- [Trecho apresentado]:

O que acontece em 2016, nesse exato momento, começa a ter a cara de um movimento. A eleição de Marielle Franco (mulher, preta, favelada) como a quinta vereadora mais votada do município do Rio de Janeiro, a eleição de Talíria Petrone (mulher, preta) como a vereadora mais votada de Niterói, e a de Áurea Carolina (mulher, preta, periférica), também como a vereadora mais votada em Belo Horizonte, parecem apontar para um cenário em que a representatividade na política local seja um valor.

É evidente que as eleições são um tema complexo e apontam para muitos lugares diferentes (é bastante difícil situar em um mesmo panorama político as eleições de Marielle Franco como vereadora do Rio de janeiro e de João Dória como prefeito de São Paulo). Mesmo assim, tenho a impressão de que, pela primeira vez em muito tempo, a periferia/favela começa a organizar um movimento de dentro para fora que seja capaz de se articular com o sistema político e de eleger quadros locais que sejam representativos de suas realidades.

O que Maria Carolina fez esteticamente, tomando as rédeas literárias de sua própria realidade, parece reverberar politicamente em 2016, quando outras mulheres pretas tomam as rédeas de suas próprias lutas e se inserem indubitavelmente na cena eleitoral.

Aliás, e já finalizando, as imbricações entre o estético e o político são mesmo muitas. É interessante abordarmos, nesse sentido, a questão da linguagem: o título do livro escrito por Maria Carolina de Jesus é “Quarto de despejo – diário de uma favelada”. É curioso termos um adjetivo para designar quem mora nas favelas. ‘Fa-ve-la-da’. Temos também termos como ‘suburbano’ e ‘periférico’ (não vou comentar o ‘tijucano’, nem tentem). Mas é curioso que não haja adjetivos para quem habitas as zonas centrais ou para as zonas mais ricas da cidade (a Zona Sul, no caso do Rio de Janeiro). Nós, que habitamos essas zonas da cidade, o que somos (além de privilegiados)? Não somos ‘centrais’, nem ‘zonasúlicos’.

O fato de não ter um nome que nos designe nos coloca no suprassumo do privilégio, que é o lugar da normalidade. O normal é morar na Zona Sul, no Centro. É ao outro, ao que se opõe à normalidade, é que vou imputar um nome: o favelado, o barraqueiro, o farofeiro, o suburbano. O normal não precisa de um nome que o defina, o normal já é.

- [Material fornecido]:
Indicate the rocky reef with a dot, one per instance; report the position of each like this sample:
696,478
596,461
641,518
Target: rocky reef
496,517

- [Tarefas propostas]:
#1 Responda às perguntas com base no trecho apresentado.
(a) Em que cidade Talíria Petrone foi a vereadora mais votada?
(b) Qual é o título do livro escrito por Maria Carolina de Jesus?
(c) Que lugar o texto chama de "suprassumo do privilégio"?
#2 Reescreva a passagem do trecho apresentado que vai de "É evidente que" até "de suas realidades.", substituindo "complexo" por "delicado".

- [Respostas]:
#1
(a) Em Niterói.
(b) “Quarto de despejo – diário de uma favelada”.
(c) O lugar da normalidade.

#2
É evidente que as eleições são um tema delicado e apontam para muitos lugares diferentes (é bastante difícil situar em um mesmo panorama político as eleições de Marielle Franco como vereadora do Rio de janeiro e de João Dória como prefeito de São Paulo). Mesmo assim, tenho a impressão de que, pela primeira vez em muito tempo, a periferia/favela começa a organizar um movimento de dentro para fora que seja capaz de se articular com o sistema político e de eleger quadros locais que sejam representativos de suas realidades.